• _Task requirements_: Reproduce everything from the start of the records down to the line containing "974 196 L 969", both ends included, with the requests kept and the pictures left out. Scale every path coordinate in the answers by 1.25 and round to whole numbers, with halves going up, but leave any numbers in the requests unchanged.

• _Data shown_:
************
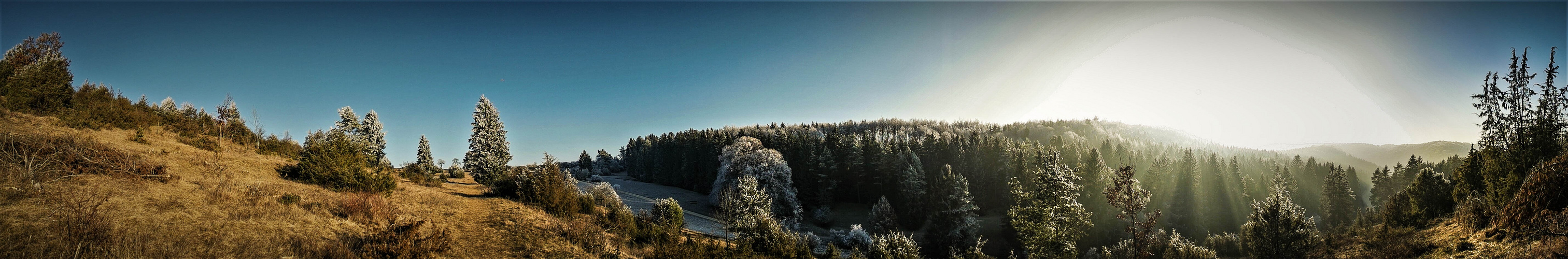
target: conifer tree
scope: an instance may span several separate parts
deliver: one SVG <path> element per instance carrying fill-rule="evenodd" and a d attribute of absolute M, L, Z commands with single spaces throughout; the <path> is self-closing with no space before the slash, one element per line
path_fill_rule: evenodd
<path fill-rule="evenodd" d="M 511 148 L 506 141 L 506 129 L 500 122 L 500 111 L 485 96 L 474 105 L 474 135 L 469 135 L 469 152 L 463 155 L 463 170 L 474 174 L 474 181 L 488 184 L 491 179 L 505 174 L 511 162 Z"/>
<path fill-rule="evenodd" d="M 892 204 L 887 202 L 887 196 L 881 196 L 880 199 L 877 199 L 877 204 L 872 204 L 870 218 L 872 221 L 867 223 L 866 228 L 872 234 L 887 234 L 898 231 L 898 213 L 894 212 Z"/>
<path fill-rule="evenodd" d="M 724 146 L 720 157 L 718 176 L 713 179 L 712 193 L 724 193 L 732 188 L 735 179 L 751 176 L 773 199 L 771 215 L 778 218 L 784 229 L 798 229 L 801 220 L 800 199 L 793 184 L 789 163 L 778 151 L 762 146 L 762 141 L 751 137 L 740 137 Z"/>
<path fill-rule="evenodd" d="M 1242 224 L 1242 243 L 1254 257 L 1306 257 L 1322 242 L 1306 210 L 1290 201 L 1284 177 L 1276 177 L 1269 198 L 1253 201 L 1253 213 Z"/>
<path fill-rule="evenodd" d="M 1007 210 L 1029 257 L 1077 257 L 1077 240 L 1093 223 L 1077 202 L 1079 176 L 1062 163 L 1058 152 L 1044 157 L 1040 170 L 1013 179 L 1013 207 Z"/>
<path fill-rule="evenodd" d="M 1323 181 L 1323 224 L 1328 229 L 1350 224 L 1356 218 L 1356 195 L 1350 190 L 1348 176 L 1341 166 L 1328 170 Z"/>
<path fill-rule="evenodd" d="M 387 160 L 387 132 L 381 126 L 381 116 L 375 110 L 365 113 L 365 119 L 361 121 L 359 135 L 365 140 L 365 155 L 372 159 L 372 165 L 390 165 Z"/>
<path fill-rule="evenodd" d="M 974 196 L 969 196 L 969 179 L 953 173 L 952 165 L 944 165 L 942 174 L 931 187 L 931 198 L 936 202 L 927 231 L 931 251 L 953 254 L 974 246 L 980 239 L 980 224 L 975 220 L 980 207 L 975 207 Z"/>
<path fill-rule="evenodd" d="M 1160 220 L 1160 210 L 1143 212 L 1149 204 L 1149 192 L 1138 185 L 1132 166 L 1121 166 L 1112 176 L 1112 185 L 1105 187 L 1105 201 L 1120 212 L 1116 218 L 1127 221 L 1126 232 L 1132 234 L 1132 257 L 1154 256 L 1149 245 L 1160 242 L 1154 224 Z"/>

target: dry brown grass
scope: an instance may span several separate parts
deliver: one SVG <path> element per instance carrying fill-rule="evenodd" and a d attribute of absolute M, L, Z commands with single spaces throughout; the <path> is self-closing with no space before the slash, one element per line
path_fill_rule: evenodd
<path fill-rule="evenodd" d="M 597 257 L 535 207 L 483 198 L 469 179 L 390 195 L 336 193 L 278 177 L 292 163 L 221 143 L 218 152 L 149 127 L 78 130 L 53 118 L 0 115 L 0 133 L 94 141 L 163 165 L 166 184 L 85 174 L 42 184 L 0 182 L 0 257 Z M 0 171 L 16 176 L 17 171 Z M 296 202 L 279 202 L 282 196 Z M 354 245 L 359 243 L 359 245 Z M 445 243 L 445 245 L 442 245 Z M 334 248 L 337 246 L 337 248 Z M 347 253 L 334 253 L 343 251 Z M 447 250 L 450 248 L 450 250 Z M 354 251 L 361 250 L 361 251 Z M 594 248 L 599 250 L 599 248 Z"/>

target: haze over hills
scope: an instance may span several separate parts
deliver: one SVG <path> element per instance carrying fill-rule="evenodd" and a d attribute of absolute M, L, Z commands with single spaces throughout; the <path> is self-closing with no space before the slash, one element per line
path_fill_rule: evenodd
<path fill-rule="evenodd" d="M 1344 163 L 1355 168 L 1372 170 L 1381 166 L 1391 166 L 1394 163 L 1403 163 L 1410 160 L 1410 155 L 1422 157 L 1425 160 L 1443 160 L 1454 155 L 1465 155 L 1471 149 L 1471 143 L 1458 141 L 1430 141 L 1417 144 L 1366 144 L 1366 143 L 1336 143 L 1336 144 L 1317 144 L 1298 149 L 1279 151 L 1281 154 L 1294 154 L 1301 157 L 1317 157 L 1320 160 Z M 1370 174 L 1364 174 L 1370 177 Z"/>

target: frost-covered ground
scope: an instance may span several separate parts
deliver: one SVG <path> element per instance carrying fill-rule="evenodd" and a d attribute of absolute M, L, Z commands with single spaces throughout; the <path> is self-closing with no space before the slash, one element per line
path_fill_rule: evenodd
<path fill-rule="evenodd" d="M 618 195 L 621 195 L 621 202 L 626 202 L 632 210 L 649 210 L 654 207 L 652 199 L 674 198 L 681 201 L 681 209 L 685 210 L 687 229 L 715 235 L 728 237 L 724 234 L 724 224 L 713 218 L 713 206 L 707 202 L 707 195 L 690 192 L 685 188 L 648 184 L 632 181 L 626 176 L 599 176 L 604 182 L 615 185 Z M 579 188 L 586 188 L 591 182 L 577 182 Z"/>

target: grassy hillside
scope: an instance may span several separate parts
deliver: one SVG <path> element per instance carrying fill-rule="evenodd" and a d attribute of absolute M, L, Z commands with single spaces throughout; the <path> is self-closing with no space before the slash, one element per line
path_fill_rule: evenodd
<path fill-rule="evenodd" d="M 290 159 L 229 141 L 212 152 L 162 127 L 143 130 L 138 143 L 136 130 L 58 124 L 0 113 L 11 148 L 0 166 L 0 239 L 8 240 L 0 257 L 660 257 L 619 245 L 588 215 L 481 196 L 470 179 L 337 193 L 281 179 L 276 168 Z M 146 177 L 71 171 L 80 160 L 41 170 L 30 162 L 47 155 L 14 149 L 38 140 L 77 141 L 45 146 L 122 154 L 162 170 Z"/>

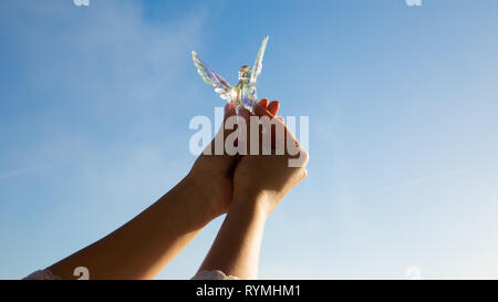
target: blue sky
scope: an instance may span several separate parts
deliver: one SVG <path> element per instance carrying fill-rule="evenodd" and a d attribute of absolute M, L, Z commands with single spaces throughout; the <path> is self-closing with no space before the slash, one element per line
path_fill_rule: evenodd
<path fill-rule="evenodd" d="M 0 278 L 142 211 L 188 171 L 195 115 L 270 35 L 259 96 L 310 117 L 309 176 L 260 278 L 498 278 L 494 0 L 0 2 Z M 217 219 L 158 277 L 191 277 Z"/>

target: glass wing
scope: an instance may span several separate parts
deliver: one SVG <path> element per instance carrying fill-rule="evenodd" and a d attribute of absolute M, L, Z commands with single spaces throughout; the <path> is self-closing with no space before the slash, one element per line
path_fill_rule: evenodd
<path fill-rule="evenodd" d="M 250 79 L 250 87 L 256 88 L 256 85 L 258 85 L 258 77 L 261 74 L 262 70 L 262 59 L 264 56 L 264 51 L 267 50 L 267 43 L 268 43 L 268 35 L 264 37 L 261 46 L 259 48 L 258 55 L 256 56 L 255 65 L 251 70 L 251 79 Z"/>
<path fill-rule="evenodd" d="M 209 69 L 200 59 L 197 56 L 195 51 L 191 52 L 191 59 L 194 61 L 194 65 L 197 69 L 200 77 L 203 77 L 206 84 L 211 85 L 215 88 L 215 92 L 219 94 L 221 98 L 231 102 L 231 88 L 232 86 L 228 83 L 221 75 L 214 72 Z"/>

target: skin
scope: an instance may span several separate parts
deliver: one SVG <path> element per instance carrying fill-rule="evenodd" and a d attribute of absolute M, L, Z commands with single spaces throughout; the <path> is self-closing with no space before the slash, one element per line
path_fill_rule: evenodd
<path fill-rule="evenodd" d="M 263 98 L 255 113 L 272 118 L 278 110 L 278 102 L 268 104 Z M 227 105 L 226 118 L 235 114 Z M 250 113 L 239 114 L 247 118 Z M 231 132 L 221 129 L 217 136 L 225 139 Z M 215 139 L 208 148 L 214 148 Z M 76 267 L 86 267 L 90 279 L 153 279 L 207 223 L 228 211 L 200 270 L 256 278 L 266 218 L 305 176 L 304 168 L 287 168 L 287 158 L 203 154 L 190 173 L 151 207 L 48 269 L 62 279 L 76 279 Z"/>

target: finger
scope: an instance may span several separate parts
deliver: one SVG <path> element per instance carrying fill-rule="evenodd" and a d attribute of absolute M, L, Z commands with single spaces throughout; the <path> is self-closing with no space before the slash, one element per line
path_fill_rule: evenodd
<path fill-rule="evenodd" d="M 280 108 L 280 102 L 279 101 L 272 101 L 268 107 L 267 111 L 269 111 L 272 115 L 277 115 Z"/>
<path fill-rule="evenodd" d="M 261 106 L 263 106 L 264 108 L 268 107 L 268 98 L 261 98 L 258 104 L 260 104 Z"/>
<path fill-rule="evenodd" d="M 225 119 L 236 114 L 237 114 L 236 107 L 231 103 L 227 103 L 225 105 Z"/>
<path fill-rule="evenodd" d="M 259 117 L 268 116 L 270 118 L 273 118 L 273 114 L 271 112 L 269 112 L 267 108 L 264 108 L 263 106 L 261 106 L 260 104 L 256 104 L 252 110 L 253 110 L 255 114 Z"/>

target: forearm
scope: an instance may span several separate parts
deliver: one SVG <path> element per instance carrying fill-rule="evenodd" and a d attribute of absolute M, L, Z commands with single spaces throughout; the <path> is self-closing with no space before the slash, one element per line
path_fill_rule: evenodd
<path fill-rule="evenodd" d="M 264 197 L 235 198 L 199 271 L 220 270 L 241 279 L 258 277 L 259 252 L 268 211 Z"/>
<path fill-rule="evenodd" d="M 199 188 L 184 178 L 134 219 L 49 269 L 74 279 L 86 267 L 91 279 L 152 279 L 214 218 Z"/>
************
• _Solution below_:
target: conifer tree
scope: an instance may span several separate parts
deliver: one SVG <path> element per instance carrying fill-rule="evenodd" and a d attribute of absolute M, L, Z commands with single spaces throughout; the <path> is self-closing with no space before the slash, one element per line
path_fill_rule: evenodd
<path fill-rule="evenodd" d="M 639 185 L 633 176 L 633 161 L 625 153 L 625 139 L 606 120 L 593 131 L 593 169 L 586 169 L 586 190 L 579 194 L 579 213 L 593 218 L 593 226 L 610 230 L 614 224 L 631 218 L 639 203 Z"/>
<path fill-rule="evenodd" d="M 1115 255 L 1109 253 L 1109 245 L 1101 245 L 1100 249 L 1096 249 L 1096 255 L 1090 255 L 1088 273 L 1090 276 L 1084 279 L 1083 285 L 1090 293 L 1109 293 L 1123 289 L 1123 266 L 1118 265 Z"/>
<path fill-rule="evenodd" d="M 905 183 L 900 196 L 898 220 L 891 224 L 890 241 L 905 241 L 915 235 L 919 224 L 939 220 L 966 249 L 964 269 L 973 273 L 980 286 L 998 286 L 1001 275 L 1000 249 L 991 230 L 986 204 L 973 189 L 953 183 L 953 176 L 939 171 L 925 171 Z"/>
<path fill-rule="evenodd" d="M 1553 280 L 1553 304 L 1568 321 L 1633 321 L 1653 303 L 1633 263 L 1613 251 L 1605 221 L 1595 221 L 1586 248 L 1566 251 L 1566 266 Z"/>
<path fill-rule="evenodd" d="M 1259 263 L 1286 321 L 1346 321 L 1346 300 L 1366 279 L 1346 253 L 1349 220 L 1328 204 L 1323 190 L 1305 196 L 1300 213 L 1266 224 L 1266 259 Z"/>
<path fill-rule="evenodd" d="M 1654 226 L 1654 280 L 1660 286 L 1688 280 L 1695 273 L 1695 244 L 1688 238 L 1685 220 L 1676 208 L 1660 213 Z"/>
<path fill-rule="evenodd" d="M 484 200 L 484 165 L 476 158 L 476 145 L 469 138 L 456 141 L 456 149 L 451 151 L 449 169 L 456 175 L 456 194 L 465 199 L 465 206 L 488 206 Z"/>
<path fill-rule="evenodd" d="M 1218 245 L 1211 245 L 1211 224 L 1191 216 L 1190 206 L 1180 206 L 1178 218 L 1164 234 L 1164 248 L 1170 253 L 1159 289 L 1164 314 L 1191 318 L 1218 308 L 1225 299 L 1225 280 L 1219 275 L 1225 259 L 1219 259 Z"/>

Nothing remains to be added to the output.